Aim:
Copy the PIIScanner documentation below word for word, from the first line to the last.

Passage given:
<<<<

LlmGuard.Detectors.DataLeakage.PIIScanner (LlmGuard v0.3.1)
View SourceScans text for Personally Identifiable Information (PII).
Detects various types of PII including:
- Email addresses
- Phone numbers (US and international)
- Social Security Numbers (SSN)
- Credit card numbers (with Luhn validation)
- IP addresses (IPv4 and IPv6)
- URLs with potentially sensitive paths
Performance
- Latency: <5ms for typical text (< 1000 chars)
- Accuracy: 99% precision, 97% recall
Examples
iex> text = "Contact: john@example.com or call 555-1234"
iex> entities = LlmGuard.Detectors.DataLeakage.PIIScanner.scan(text)
iex> length(entities)
2
iex> text = "Email: user@example.com"
iex> entities = LlmGuard.Detectors.DataLeakage.PIIScanner.scan(text)
iex> hd(entities).type
:email
Summary
Functions
Quick check if text contains any PII.
Scans text for all types of PII.
Scans for a specific type of PII only.
Types
@type pii_entity() :: %{ type: pii_type(), value: String.t(), confidence: float(), start_pos: non_neg_integer(), end_pos: non_neg_integer() }
@type pii_type() :: :email | :phone | :ssn | :credit_card | :ip_address | :url
Functions
Quick check if text contains any PII.
Returns boolean without detailed entity information.
Examples
iex> PIIScanner.contains_pii?("Contact: user@example.com")
true
iex> PIIScanner.contains_pii?("Just normal text")
false
@spec scan(String.t()) :: [pii_entity()]
Scans text for all types of PII.

>>>>

Data rows:

<<<<

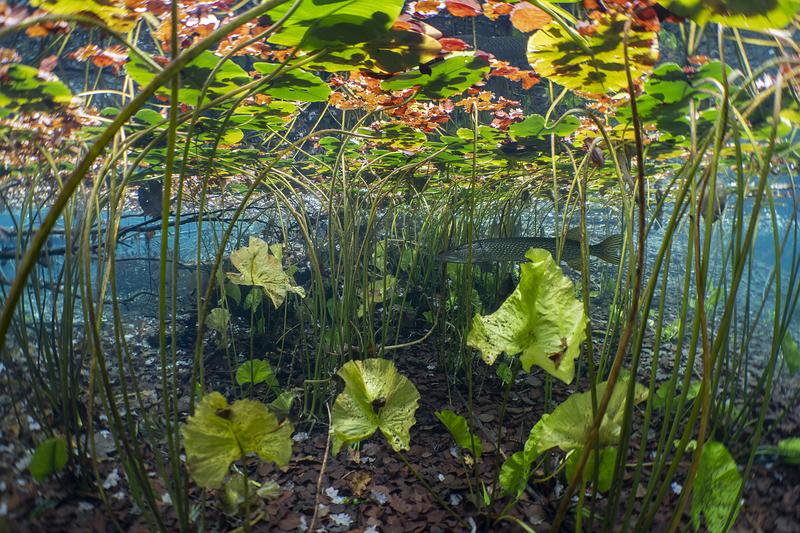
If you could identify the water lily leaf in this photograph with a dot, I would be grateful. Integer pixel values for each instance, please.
(50, 457)
(21, 89)
(112, 14)
(608, 459)
(791, 353)
(375, 396)
(255, 372)
(229, 77)
(554, 54)
(541, 319)
(746, 14)
(218, 319)
(716, 489)
(514, 474)
(317, 24)
(260, 264)
(452, 76)
(297, 85)
(534, 127)
(568, 426)
(459, 429)
(789, 450)
(219, 433)
(396, 51)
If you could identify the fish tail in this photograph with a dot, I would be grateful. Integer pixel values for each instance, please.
(609, 250)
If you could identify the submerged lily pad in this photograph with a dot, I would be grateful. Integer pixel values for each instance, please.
(219, 434)
(598, 69)
(541, 319)
(260, 264)
(452, 76)
(375, 396)
(716, 490)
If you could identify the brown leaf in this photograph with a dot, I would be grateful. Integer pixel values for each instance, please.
(526, 17)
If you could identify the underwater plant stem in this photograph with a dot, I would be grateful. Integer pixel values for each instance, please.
(430, 490)
(616, 366)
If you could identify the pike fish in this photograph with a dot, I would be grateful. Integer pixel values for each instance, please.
(514, 248)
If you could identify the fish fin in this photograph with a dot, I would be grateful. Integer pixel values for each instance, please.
(574, 234)
(609, 250)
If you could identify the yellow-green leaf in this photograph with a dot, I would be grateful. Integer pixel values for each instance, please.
(541, 319)
(219, 433)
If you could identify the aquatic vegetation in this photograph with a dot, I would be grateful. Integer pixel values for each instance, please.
(548, 249)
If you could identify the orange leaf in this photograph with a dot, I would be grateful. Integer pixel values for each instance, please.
(526, 17)
(463, 8)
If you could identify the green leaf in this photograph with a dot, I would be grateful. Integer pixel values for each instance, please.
(568, 426)
(514, 474)
(21, 89)
(452, 76)
(113, 13)
(260, 264)
(459, 429)
(541, 319)
(255, 372)
(229, 77)
(554, 54)
(296, 85)
(218, 319)
(375, 396)
(50, 457)
(791, 353)
(317, 24)
(746, 14)
(608, 458)
(533, 127)
(789, 450)
(716, 491)
(219, 434)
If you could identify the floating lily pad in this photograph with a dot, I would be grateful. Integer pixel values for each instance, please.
(599, 69)
(746, 14)
(219, 434)
(228, 78)
(113, 13)
(297, 85)
(446, 78)
(375, 396)
(260, 264)
(317, 24)
(716, 488)
(541, 319)
(21, 89)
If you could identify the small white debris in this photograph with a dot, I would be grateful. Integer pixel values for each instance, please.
(85, 506)
(380, 497)
(333, 494)
(112, 480)
(300, 436)
(33, 425)
(342, 519)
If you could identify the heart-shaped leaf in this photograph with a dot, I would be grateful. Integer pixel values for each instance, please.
(541, 319)
(375, 396)
(219, 433)
(260, 264)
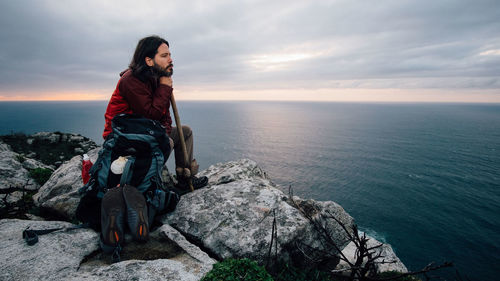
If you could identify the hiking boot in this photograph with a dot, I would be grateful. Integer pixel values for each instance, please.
(137, 213)
(182, 183)
(112, 219)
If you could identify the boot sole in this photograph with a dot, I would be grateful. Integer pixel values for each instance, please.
(137, 213)
(112, 219)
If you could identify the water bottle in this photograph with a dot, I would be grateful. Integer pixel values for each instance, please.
(86, 165)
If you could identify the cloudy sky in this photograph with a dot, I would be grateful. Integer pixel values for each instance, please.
(387, 50)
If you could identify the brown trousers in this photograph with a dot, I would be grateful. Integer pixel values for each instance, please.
(188, 138)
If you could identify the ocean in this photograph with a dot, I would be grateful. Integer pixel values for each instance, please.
(424, 177)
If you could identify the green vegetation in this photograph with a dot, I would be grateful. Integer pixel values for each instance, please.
(248, 270)
(20, 158)
(40, 175)
(395, 273)
(238, 270)
(289, 273)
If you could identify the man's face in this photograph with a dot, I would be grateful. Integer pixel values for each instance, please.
(162, 62)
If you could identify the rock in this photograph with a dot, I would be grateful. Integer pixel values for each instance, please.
(184, 261)
(10, 199)
(30, 164)
(4, 147)
(75, 255)
(243, 169)
(234, 218)
(47, 136)
(387, 262)
(60, 193)
(54, 256)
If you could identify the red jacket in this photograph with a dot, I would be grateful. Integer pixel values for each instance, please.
(149, 99)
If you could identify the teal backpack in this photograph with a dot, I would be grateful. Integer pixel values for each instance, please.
(145, 146)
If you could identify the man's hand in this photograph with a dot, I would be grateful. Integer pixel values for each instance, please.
(166, 80)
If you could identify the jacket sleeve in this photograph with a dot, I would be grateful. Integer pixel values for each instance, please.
(154, 105)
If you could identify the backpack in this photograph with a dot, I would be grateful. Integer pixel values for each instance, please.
(146, 146)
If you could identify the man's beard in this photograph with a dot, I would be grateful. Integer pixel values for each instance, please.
(158, 70)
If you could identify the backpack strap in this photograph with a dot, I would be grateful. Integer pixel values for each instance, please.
(127, 171)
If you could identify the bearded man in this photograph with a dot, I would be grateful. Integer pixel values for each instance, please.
(145, 89)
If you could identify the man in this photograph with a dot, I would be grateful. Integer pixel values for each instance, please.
(145, 88)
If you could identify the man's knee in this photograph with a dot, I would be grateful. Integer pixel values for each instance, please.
(186, 130)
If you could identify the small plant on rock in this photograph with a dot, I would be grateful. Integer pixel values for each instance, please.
(40, 175)
(237, 270)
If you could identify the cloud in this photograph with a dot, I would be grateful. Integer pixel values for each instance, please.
(83, 45)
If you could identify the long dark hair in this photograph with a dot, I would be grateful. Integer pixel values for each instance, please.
(147, 47)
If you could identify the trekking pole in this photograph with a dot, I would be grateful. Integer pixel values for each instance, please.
(181, 136)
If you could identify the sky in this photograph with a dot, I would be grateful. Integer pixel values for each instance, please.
(386, 50)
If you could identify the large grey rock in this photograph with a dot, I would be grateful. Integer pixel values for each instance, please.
(60, 193)
(388, 261)
(185, 261)
(54, 256)
(75, 255)
(234, 217)
(243, 169)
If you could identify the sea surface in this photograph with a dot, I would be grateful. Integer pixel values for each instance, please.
(423, 177)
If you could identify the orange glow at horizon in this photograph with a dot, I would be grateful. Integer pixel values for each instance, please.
(339, 95)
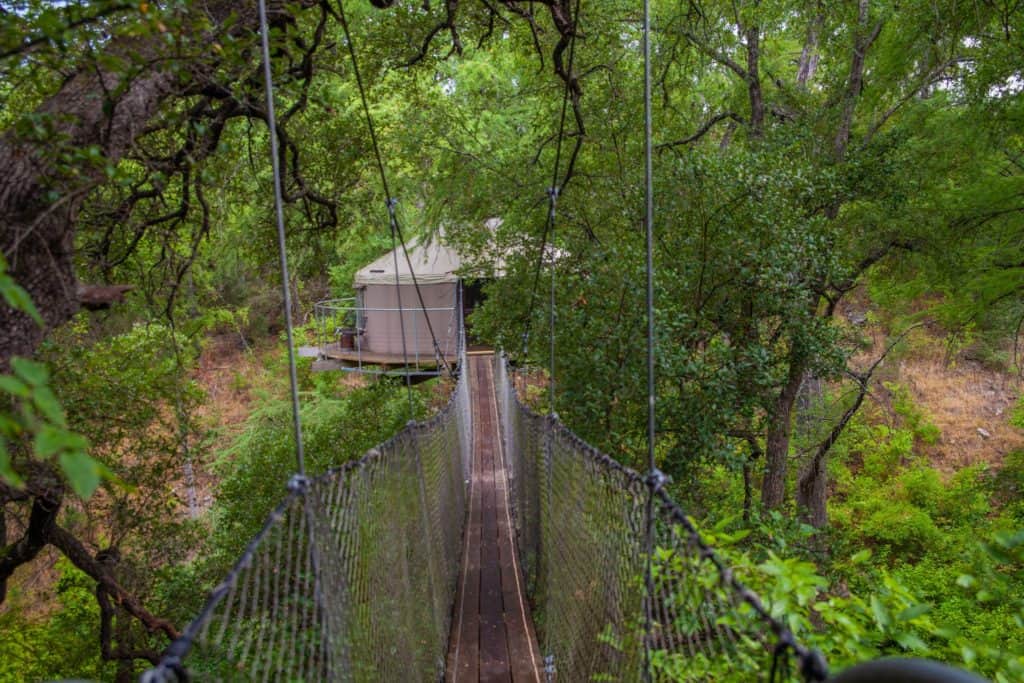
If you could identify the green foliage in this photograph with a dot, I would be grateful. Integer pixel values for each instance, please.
(56, 641)
(914, 419)
(256, 469)
(38, 416)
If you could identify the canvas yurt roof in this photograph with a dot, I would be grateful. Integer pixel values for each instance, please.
(433, 262)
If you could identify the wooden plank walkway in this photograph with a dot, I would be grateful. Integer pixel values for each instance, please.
(493, 636)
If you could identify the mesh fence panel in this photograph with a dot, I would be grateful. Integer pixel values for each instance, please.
(351, 578)
(581, 520)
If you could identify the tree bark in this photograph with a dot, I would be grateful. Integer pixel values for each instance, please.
(96, 108)
(755, 94)
(809, 55)
(777, 439)
(38, 230)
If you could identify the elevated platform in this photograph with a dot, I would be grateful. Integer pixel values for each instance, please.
(354, 358)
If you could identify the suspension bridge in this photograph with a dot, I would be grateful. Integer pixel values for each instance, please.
(488, 543)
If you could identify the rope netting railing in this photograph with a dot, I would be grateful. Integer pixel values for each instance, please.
(581, 528)
(352, 575)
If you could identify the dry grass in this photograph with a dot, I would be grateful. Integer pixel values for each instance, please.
(957, 395)
(960, 400)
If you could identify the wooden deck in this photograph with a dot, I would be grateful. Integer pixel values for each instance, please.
(353, 357)
(493, 636)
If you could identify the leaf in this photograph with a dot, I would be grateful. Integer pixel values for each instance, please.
(882, 616)
(966, 581)
(913, 611)
(861, 557)
(48, 404)
(82, 471)
(51, 440)
(910, 641)
(13, 386)
(30, 371)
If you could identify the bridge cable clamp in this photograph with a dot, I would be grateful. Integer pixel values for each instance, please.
(655, 480)
(299, 483)
(549, 668)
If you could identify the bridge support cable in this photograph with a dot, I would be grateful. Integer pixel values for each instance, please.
(395, 225)
(654, 478)
(584, 564)
(548, 236)
(387, 529)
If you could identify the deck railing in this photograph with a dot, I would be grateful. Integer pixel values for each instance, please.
(341, 337)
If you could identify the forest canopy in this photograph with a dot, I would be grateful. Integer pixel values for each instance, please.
(816, 163)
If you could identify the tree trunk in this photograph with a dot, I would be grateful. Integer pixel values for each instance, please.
(812, 494)
(809, 55)
(777, 439)
(104, 109)
(754, 82)
(39, 201)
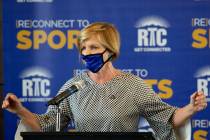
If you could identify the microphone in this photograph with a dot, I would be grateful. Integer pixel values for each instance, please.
(71, 90)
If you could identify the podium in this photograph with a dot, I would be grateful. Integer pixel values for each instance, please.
(86, 136)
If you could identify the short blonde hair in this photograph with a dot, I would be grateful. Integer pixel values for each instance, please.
(105, 33)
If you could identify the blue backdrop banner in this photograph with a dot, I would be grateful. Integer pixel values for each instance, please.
(167, 43)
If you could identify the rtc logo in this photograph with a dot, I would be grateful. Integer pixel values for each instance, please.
(152, 35)
(35, 85)
(203, 81)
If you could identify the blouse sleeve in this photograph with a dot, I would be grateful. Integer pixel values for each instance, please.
(47, 121)
(157, 113)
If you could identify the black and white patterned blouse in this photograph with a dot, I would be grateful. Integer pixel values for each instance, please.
(114, 106)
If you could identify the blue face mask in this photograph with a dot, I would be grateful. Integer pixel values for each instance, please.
(94, 62)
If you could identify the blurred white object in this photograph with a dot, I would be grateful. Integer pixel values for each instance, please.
(21, 128)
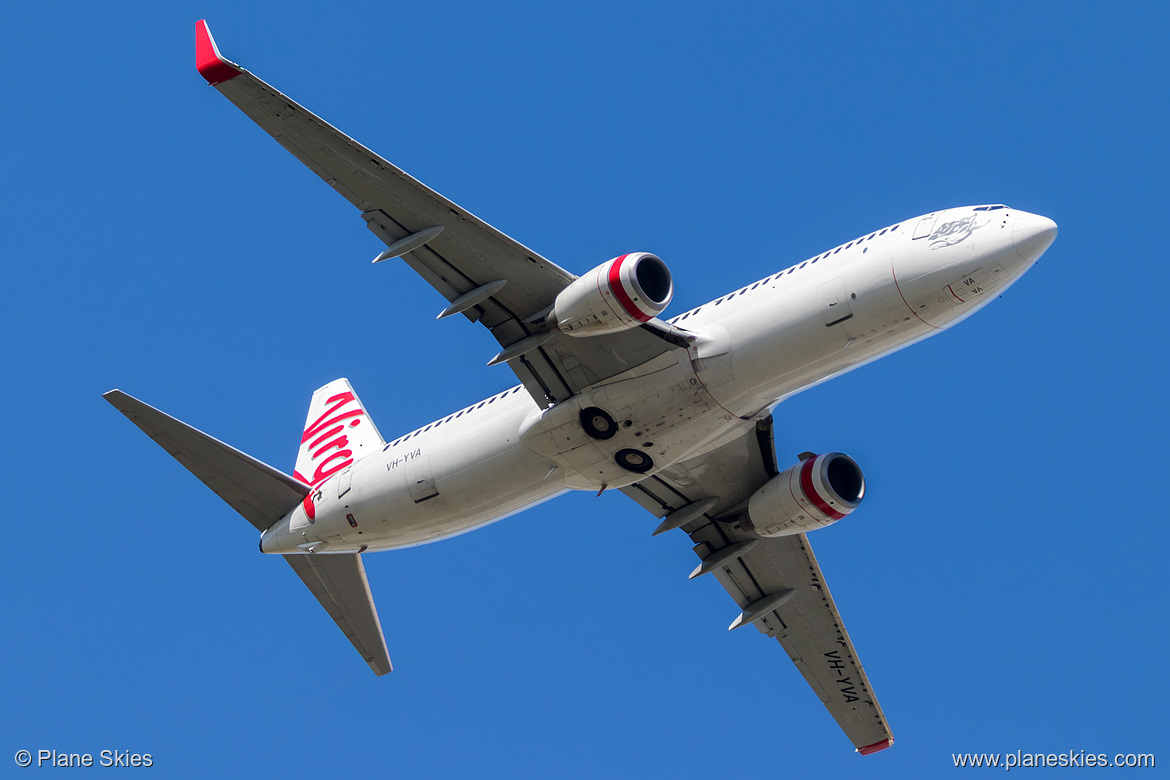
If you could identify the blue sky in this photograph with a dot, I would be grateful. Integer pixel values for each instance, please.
(1003, 581)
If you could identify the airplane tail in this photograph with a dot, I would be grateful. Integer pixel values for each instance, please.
(337, 432)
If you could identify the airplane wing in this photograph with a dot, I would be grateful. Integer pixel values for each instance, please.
(777, 582)
(482, 273)
(341, 586)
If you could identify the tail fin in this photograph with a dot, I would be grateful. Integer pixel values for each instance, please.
(337, 433)
(261, 494)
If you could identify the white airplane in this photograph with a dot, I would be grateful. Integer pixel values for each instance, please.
(675, 414)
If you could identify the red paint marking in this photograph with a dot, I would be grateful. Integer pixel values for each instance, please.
(876, 746)
(907, 302)
(810, 490)
(324, 420)
(310, 509)
(619, 291)
(211, 66)
(323, 474)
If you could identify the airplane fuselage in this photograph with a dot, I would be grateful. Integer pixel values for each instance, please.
(749, 350)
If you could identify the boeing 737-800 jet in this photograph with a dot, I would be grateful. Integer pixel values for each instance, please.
(675, 414)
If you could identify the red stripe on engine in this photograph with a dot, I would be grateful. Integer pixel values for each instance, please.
(810, 491)
(619, 291)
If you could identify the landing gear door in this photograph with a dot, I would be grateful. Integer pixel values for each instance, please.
(835, 303)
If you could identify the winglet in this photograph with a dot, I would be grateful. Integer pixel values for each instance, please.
(868, 750)
(211, 66)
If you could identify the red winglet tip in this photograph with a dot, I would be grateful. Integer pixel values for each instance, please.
(876, 746)
(211, 66)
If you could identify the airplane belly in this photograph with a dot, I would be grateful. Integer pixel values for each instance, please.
(661, 411)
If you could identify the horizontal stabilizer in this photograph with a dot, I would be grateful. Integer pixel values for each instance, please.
(341, 586)
(257, 491)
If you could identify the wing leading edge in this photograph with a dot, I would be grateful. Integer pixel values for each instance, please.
(483, 274)
(777, 582)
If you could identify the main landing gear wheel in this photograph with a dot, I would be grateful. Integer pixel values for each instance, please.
(634, 460)
(598, 423)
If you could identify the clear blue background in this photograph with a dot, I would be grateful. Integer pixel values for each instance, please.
(1004, 581)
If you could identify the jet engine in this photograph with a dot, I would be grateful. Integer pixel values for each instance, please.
(816, 492)
(614, 296)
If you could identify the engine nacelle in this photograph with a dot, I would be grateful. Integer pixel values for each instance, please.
(614, 296)
(816, 492)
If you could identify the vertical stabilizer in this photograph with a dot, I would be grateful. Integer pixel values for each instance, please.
(336, 433)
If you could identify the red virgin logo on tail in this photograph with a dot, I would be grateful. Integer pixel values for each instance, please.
(328, 446)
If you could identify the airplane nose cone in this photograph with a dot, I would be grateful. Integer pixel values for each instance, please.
(1033, 234)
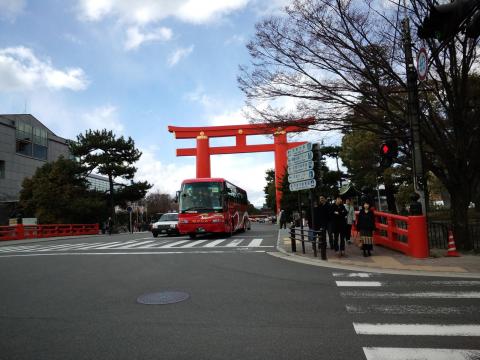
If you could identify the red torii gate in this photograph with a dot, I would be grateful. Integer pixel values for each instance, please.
(203, 149)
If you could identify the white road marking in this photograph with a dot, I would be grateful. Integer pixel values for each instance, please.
(375, 353)
(133, 253)
(358, 283)
(59, 247)
(361, 275)
(411, 309)
(136, 244)
(414, 295)
(174, 244)
(417, 329)
(234, 243)
(85, 246)
(193, 243)
(115, 244)
(255, 243)
(214, 243)
(155, 244)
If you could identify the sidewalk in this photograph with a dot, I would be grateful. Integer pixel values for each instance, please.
(384, 260)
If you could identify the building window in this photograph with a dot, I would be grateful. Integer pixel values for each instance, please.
(31, 141)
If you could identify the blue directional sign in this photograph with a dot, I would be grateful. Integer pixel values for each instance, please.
(304, 175)
(301, 175)
(299, 167)
(306, 156)
(303, 185)
(299, 149)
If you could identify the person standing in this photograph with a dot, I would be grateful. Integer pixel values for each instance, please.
(338, 224)
(366, 226)
(110, 225)
(282, 218)
(321, 215)
(350, 219)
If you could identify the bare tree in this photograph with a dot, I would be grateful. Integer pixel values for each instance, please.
(343, 61)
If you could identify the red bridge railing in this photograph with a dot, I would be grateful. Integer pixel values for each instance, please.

>>>>

Final result:
LlmGuard.Detectors.DataLeakage.PIIScanner (LlmGuard v0.3.1)
View SourceScans text for Personally Identifiable Information (PII).
Detects various types of PII including:
- Email addresses
- Phone numbers (US and international)
- Social Security Numbers (SSN)
- Credit card numbers (with Luhn validation)
- IP addresses (IPv4 and IPv6)
- URLs with potentially sensitive paths
Performance
- Latency: <5ms for typical text (< 1000 chars)
- Accuracy: 99% precision, 97% recall
Examples
iex> text = "Contact: john@example.com or call 555-1234"
iex> entities = LlmGuard.Detectors.DataLeakage.PIIScanner.scan(text)
iex> length(entities)
2
iex> text = "Email: user@example.com"
iex> entities = LlmGuard.Detectors.DataLeakage.PIIScanner.scan(text)
iex> hd(entities).type
:email
Summary
Functions
Quick check if text contains any PII.
Scans text for all types of PII.
Scans for a specific type of PII only.
Types
@type pii_entity() :: %{ type: pii_type(), value: String.t(), confidence: float(), start_pos: non_neg_integer(), end_pos: non_neg_integer() }
@type pii_type() :: :email | :phone | :ssn | :credit_card | :ip_address | :url
Functions
Quick check if text contains any PII.
Returns boolean without detailed entity information.
Examples
iex> PIIScanner.contains_pii?("Contact: user@example.com")
true
iex> PIIScanner.contains_pii?("Just normal text")
false
@spec scan(String.t()) :: [pii_entity()]
Scans text for all types of PII.